** START Document passage **

Net sales are now expected to be between 166.5 and $169.5 million. GAAP net income is now expected to be between 7.9 and $8.1 million, or 57 cents and 59 cents for fully diluted share. Pro forma earnings are expected to be between 10.6 and $10.9 million, or 77 cents and 79 cents per fully diluted share. Fully diluted shares outstanding for fiscal 2005 are expected to be 13.8 million compared to 12 million for fiscal year 2004.
For the second quarter of fiscal 2005, net sales are expected to be between 31.7 and $32.3 million. GAAP net income is expected to be between 300,000 and $400,000, or between 2 and 3 cents per share. Pro forma earnings are expected to be between 800,000 and $900,000, or between 6 and 7 cents per share. And as Rex said, excluding the effect of stock base compensation, we anticipate a pro forma effective tax rate of 41%.
One last note; we expect stock base compensation expense to be approximately $2.9 million in fiscal year 2005. Before we go to Q&A, I just want to leave you with 3 summary points on Provide Commerce. First, we are dedicated to our direct business model that rewards our customers with a fresher, longer-lasting product at a great price.

** END Document passage **

### Task to complete:
From the guidance passage, list every per-share earnings range it gives, and note the period and measure each range belongs to.

** START Given information **

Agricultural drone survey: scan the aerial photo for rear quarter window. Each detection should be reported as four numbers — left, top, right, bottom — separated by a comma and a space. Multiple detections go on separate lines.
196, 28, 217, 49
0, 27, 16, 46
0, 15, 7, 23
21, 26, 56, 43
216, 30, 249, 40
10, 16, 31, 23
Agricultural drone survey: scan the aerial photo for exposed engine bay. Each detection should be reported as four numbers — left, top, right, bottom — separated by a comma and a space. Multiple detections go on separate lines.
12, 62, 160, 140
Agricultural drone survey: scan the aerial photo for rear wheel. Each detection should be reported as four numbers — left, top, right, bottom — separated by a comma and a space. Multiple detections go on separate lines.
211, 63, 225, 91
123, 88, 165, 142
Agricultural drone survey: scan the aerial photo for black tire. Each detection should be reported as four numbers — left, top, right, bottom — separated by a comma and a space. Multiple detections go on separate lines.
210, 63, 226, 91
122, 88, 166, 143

** END Given information **
** START Given information **

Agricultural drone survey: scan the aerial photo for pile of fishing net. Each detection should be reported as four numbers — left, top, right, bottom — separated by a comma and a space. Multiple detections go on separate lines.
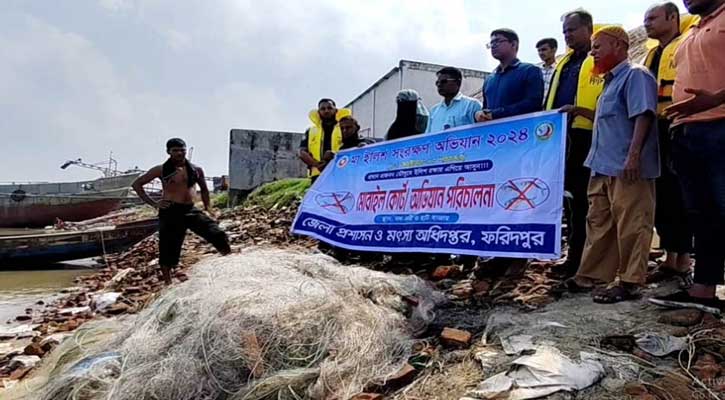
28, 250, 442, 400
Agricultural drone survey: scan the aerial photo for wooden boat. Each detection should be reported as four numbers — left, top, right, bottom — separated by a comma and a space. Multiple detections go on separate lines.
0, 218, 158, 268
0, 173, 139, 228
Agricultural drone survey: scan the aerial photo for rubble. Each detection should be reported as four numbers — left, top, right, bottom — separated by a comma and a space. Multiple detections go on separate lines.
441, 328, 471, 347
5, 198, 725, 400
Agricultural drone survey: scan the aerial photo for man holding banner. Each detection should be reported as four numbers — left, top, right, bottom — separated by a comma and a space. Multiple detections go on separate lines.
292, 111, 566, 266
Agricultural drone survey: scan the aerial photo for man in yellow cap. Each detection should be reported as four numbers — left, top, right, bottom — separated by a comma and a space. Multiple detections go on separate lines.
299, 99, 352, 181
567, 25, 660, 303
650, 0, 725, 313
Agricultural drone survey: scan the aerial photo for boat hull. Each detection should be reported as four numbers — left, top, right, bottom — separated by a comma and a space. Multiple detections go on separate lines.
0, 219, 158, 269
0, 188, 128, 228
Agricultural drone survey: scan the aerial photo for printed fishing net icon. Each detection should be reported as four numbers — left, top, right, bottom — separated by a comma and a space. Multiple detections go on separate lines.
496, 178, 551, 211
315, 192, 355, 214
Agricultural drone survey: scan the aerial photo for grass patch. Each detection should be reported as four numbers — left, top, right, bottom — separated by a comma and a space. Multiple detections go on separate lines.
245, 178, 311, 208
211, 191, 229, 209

** END Given information **
** START Given information **

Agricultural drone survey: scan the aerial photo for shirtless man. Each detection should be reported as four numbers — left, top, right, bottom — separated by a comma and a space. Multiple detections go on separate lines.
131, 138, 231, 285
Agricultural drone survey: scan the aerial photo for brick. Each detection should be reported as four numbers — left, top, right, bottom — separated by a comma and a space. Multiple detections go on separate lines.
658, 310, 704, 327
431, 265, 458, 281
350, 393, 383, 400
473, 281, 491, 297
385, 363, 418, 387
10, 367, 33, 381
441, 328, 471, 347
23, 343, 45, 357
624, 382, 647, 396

** END Given information **

### Exercise answer:
- Fiscal 2005 GAAP net income: 57 to 59 cents per fully diluted share
- Fiscal 2005 pro forma earnings: 77 to 79 cents per fully diluted share
- Second quarter of fiscal 2005 GAAP net income: 2 to 3 cents per share
- Second quarter of fiscal 2005 pro forma earnings: 6 to 7 cents per share